======== Provided information

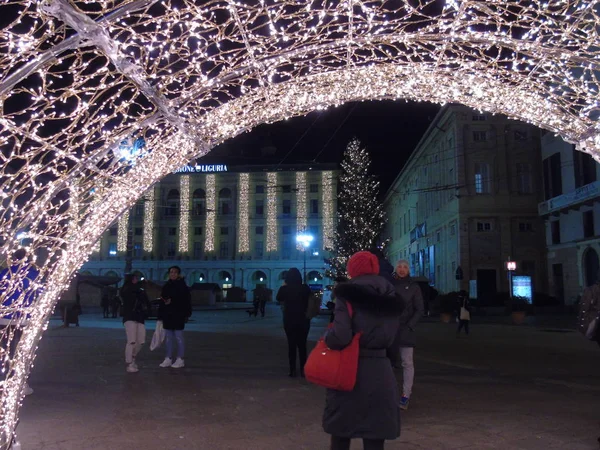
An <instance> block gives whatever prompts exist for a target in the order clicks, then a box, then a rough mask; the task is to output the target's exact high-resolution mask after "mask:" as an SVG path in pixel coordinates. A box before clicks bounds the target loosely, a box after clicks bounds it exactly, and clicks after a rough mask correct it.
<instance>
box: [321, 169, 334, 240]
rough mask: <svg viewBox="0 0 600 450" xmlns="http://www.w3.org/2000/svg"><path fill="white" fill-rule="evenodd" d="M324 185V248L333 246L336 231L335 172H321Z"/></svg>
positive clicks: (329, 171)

================
======== Provided information

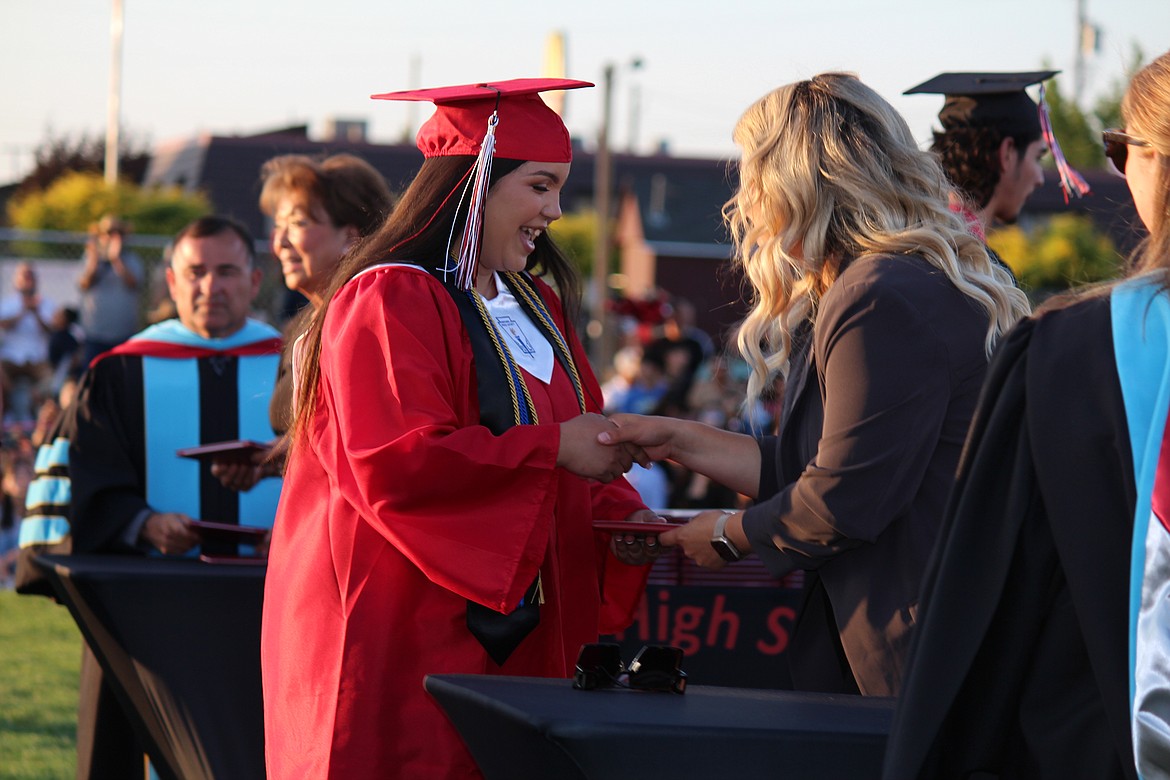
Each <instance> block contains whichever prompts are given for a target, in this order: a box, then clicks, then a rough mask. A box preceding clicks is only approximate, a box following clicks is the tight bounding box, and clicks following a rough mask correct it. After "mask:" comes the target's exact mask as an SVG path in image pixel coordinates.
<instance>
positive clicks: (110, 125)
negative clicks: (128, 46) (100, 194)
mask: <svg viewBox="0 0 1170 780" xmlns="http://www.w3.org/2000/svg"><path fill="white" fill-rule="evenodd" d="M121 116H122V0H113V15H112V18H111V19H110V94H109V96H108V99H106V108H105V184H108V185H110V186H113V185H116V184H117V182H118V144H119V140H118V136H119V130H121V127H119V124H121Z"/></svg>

================

# What to work on
Rewrite the part of the rows that opens with the line containing "An <instance> block" and closes with the line containing "positive clicks: (329, 171)", substituting "coarse mask" for "rough mask" and leaving everything else unchanged.

# Final answer
An <instance> block gives whatever prompts exist for a target in the order clicks, then a box, then a coarse mask; the task is to output the target's exact high-resolution mask after "mask:" as an SVG path in pixel coordinates. A box before clicks bounds the target loosely, a box after clicks bounds it exactly, and clicks after a coarse mask correct it.
<instance>
box: [321, 169, 334, 240]
coarse mask: <svg viewBox="0 0 600 450" xmlns="http://www.w3.org/2000/svg"><path fill="white" fill-rule="evenodd" d="M324 185V248L333 246L336 231L335 172H321Z"/></svg>
positive clicks: (329, 171)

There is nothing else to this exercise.